(Source extract)
Belfast Telegraph

Northern Ireland's over-85 population growing by 900 a year

Life expectancy rise sees big surge in number of over-85s

By Victoria Leonard

The number of Northern Ireland residents aged 85 and over has grown by around 900 per year over the past decade, and now represents 2% of the population.

Figures published yesterday by the Northern Ireland Statistics and Research Agency show that there are 36,500 in the 85-plus age group.

The growth rate in this population is almost six times that of the under-85s.

While women still account for two-thirds of that age group, the number of male octogenarians is increasing at almost twice the rate of females.

Derry and Strabane has the lowest population of residents aged 85 and over, with 2,100 people (1.4%).

At the other end of the scale, Ards and North Down has the highest, at 3,900 (2.4%). However, Northern Ireland continues to have the lowest proportion of people aged 85 and over of any UK region.

(What you will do)
1. Answer these questions from the article on Northern Ireland's over-85 population:
(a) How many people are in the 85-plus age group?
(b) Which organization published the figures?
(c) Which area has the highest number of residents aged 85 and over?
2. List every percentage figure in the article on Northern Ireland's over-85 population, with what each describes.

(Information provided)

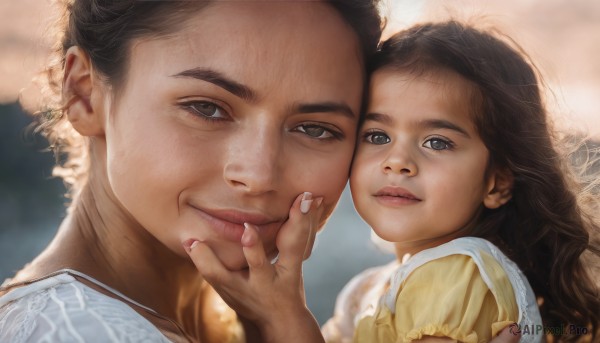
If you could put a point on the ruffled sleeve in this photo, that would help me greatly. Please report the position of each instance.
(446, 297)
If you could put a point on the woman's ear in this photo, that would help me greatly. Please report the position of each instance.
(499, 188)
(79, 92)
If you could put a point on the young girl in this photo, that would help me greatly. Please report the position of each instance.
(457, 166)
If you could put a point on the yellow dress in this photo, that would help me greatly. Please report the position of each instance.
(466, 290)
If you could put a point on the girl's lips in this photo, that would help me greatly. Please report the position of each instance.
(395, 196)
(229, 224)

(Solutions to each task)
1.
(a) 36,500
(b) The Northern Ireland Statistics and Research Agency
(c) Ards and North Down

2.
- 2%: the share of Northern Ireland's population aged 85 and over
- 1.4%: the share of residents aged 85 and over in Derry and Strabane
- 2.4%: the share of residents aged 85 and over in Ards and North Down